++++ Dataset entries
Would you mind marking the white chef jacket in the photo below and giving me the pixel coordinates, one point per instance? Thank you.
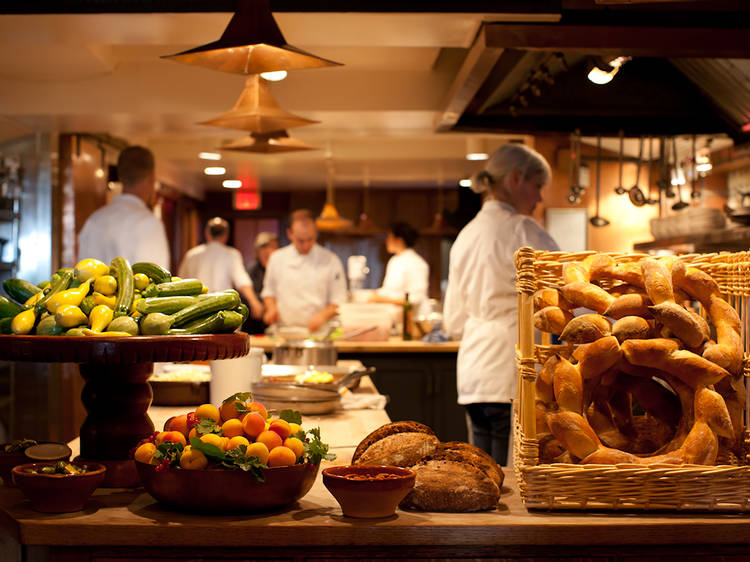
(406, 272)
(125, 227)
(481, 302)
(217, 265)
(303, 284)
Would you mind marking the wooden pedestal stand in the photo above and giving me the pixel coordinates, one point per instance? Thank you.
(117, 393)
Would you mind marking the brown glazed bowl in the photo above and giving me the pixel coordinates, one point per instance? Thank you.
(220, 490)
(368, 496)
(57, 493)
(51, 452)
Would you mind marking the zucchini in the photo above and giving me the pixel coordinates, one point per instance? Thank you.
(183, 287)
(8, 307)
(125, 285)
(20, 290)
(210, 324)
(62, 283)
(219, 301)
(166, 305)
(156, 272)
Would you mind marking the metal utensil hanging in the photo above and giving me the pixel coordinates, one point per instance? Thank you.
(597, 220)
(620, 189)
(680, 204)
(634, 193)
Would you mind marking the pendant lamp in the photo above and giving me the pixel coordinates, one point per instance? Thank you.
(268, 143)
(329, 219)
(252, 43)
(257, 111)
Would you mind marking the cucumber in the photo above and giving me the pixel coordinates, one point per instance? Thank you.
(20, 290)
(183, 287)
(166, 305)
(220, 301)
(210, 324)
(156, 272)
(125, 286)
(232, 321)
(62, 283)
(8, 307)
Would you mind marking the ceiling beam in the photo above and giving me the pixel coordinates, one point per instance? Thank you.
(622, 40)
(475, 69)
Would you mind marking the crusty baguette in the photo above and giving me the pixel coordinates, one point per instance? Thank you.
(447, 481)
(390, 429)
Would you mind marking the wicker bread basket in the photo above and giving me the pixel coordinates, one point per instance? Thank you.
(723, 488)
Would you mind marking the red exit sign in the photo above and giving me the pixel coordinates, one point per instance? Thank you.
(246, 200)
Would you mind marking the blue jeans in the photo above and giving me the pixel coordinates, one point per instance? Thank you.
(490, 428)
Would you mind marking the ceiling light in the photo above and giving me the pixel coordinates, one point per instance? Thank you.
(276, 76)
(256, 111)
(252, 43)
(602, 72)
(276, 141)
(476, 149)
(209, 156)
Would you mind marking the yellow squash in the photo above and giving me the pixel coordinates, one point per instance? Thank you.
(100, 317)
(72, 297)
(90, 268)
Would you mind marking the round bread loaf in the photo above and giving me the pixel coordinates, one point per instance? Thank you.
(398, 443)
(450, 481)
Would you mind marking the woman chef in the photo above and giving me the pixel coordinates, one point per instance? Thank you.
(481, 299)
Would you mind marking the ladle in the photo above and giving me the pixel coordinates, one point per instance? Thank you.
(597, 220)
(634, 193)
(620, 189)
(680, 203)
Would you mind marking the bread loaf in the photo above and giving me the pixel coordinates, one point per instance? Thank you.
(450, 481)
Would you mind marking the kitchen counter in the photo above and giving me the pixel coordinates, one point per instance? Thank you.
(393, 345)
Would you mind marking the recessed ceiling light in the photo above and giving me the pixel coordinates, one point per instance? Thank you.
(209, 156)
(275, 76)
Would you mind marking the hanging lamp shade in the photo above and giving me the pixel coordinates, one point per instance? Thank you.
(329, 219)
(268, 143)
(257, 111)
(252, 43)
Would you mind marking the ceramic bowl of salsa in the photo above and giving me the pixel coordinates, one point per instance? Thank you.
(58, 487)
(368, 491)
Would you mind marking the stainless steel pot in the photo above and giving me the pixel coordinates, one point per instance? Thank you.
(306, 352)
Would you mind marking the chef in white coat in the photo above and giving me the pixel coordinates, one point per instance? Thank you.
(304, 282)
(406, 272)
(127, 227)
(220, 266)
(481, 299)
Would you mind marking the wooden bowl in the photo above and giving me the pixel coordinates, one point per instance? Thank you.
(368, 496)
(57, 493)
(218, 490)
(9, 460)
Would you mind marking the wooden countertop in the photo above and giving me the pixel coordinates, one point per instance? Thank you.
(393, 345)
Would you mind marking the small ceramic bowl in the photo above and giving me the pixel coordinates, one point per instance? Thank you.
(57, 493)
(39, 452)
(368, 491)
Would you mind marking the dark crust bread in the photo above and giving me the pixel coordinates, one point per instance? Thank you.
(478, 457)
(389, 429)
(447, 481)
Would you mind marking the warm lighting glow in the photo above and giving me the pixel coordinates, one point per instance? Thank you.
(276, 76)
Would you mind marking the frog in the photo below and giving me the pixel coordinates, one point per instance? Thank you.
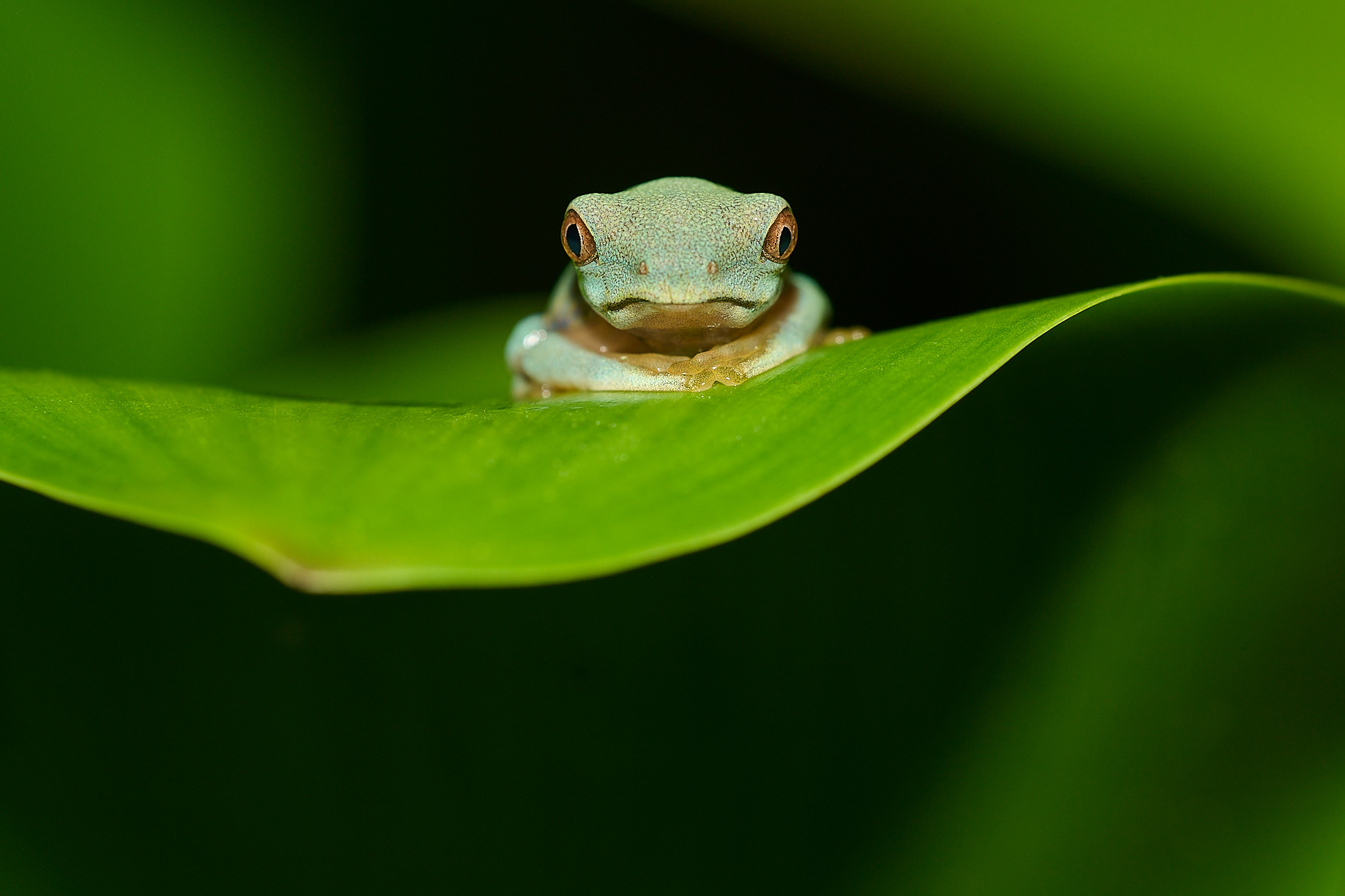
(674, 285)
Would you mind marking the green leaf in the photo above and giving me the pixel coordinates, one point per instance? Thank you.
(355, 498)
(173, 188)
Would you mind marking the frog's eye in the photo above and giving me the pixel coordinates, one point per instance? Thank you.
(577, 240)
(782, 238)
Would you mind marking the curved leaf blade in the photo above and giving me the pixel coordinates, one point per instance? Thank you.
(361, 498)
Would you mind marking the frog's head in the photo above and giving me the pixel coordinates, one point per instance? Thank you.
(680, 255)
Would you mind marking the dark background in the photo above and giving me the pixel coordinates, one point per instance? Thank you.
(479, 123)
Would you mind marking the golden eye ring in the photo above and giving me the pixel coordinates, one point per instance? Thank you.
(782, 238)
(576, 240)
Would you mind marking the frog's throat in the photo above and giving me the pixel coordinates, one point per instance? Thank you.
(681, 328)
(678, 337)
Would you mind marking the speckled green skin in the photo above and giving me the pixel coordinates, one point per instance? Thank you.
(676, 227)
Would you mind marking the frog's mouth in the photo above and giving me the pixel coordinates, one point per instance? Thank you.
(685, 330)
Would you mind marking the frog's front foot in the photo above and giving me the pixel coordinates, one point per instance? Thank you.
(721, 364)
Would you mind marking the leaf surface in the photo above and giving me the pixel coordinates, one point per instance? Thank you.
(337, 496)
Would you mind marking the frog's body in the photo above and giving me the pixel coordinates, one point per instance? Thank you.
(676, 285)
++++++++
§ **Stated goal**: Could you copy the records word for word, beginning at the line that contains "Would you mind marking the frog's throat" and stopping at the end of the records?

§ **Expected answer**:
Would you mind marking the frog's throat in the photo above and giving me the pixel coordinates, one point per instance? Thank you.
(681, 328)
(678, 337)
Would you mind marking the speckled green skin in the photo above and giving me the pixel coordinates, one point per instance? Thank you.
(676, 227)
Would you mind marking the frog's mouth in the photo above and giving me the pixel coordinates, one point per instance? Thank you.
(685, 330)
Would you mind marking the frog's front foot in the photo above and giving me the pixel coordinates, one point per instance? Thank you.
(721, 364)
Would you mind marking the leaf surface in the photo above and giving me the pixel coordinates, one point per instance? Thank you.
(337, 496)
Would you mind marking the frog's body in the photo above and giving me the pixel coordinates, one point per instance? Thank you.
(676, 285)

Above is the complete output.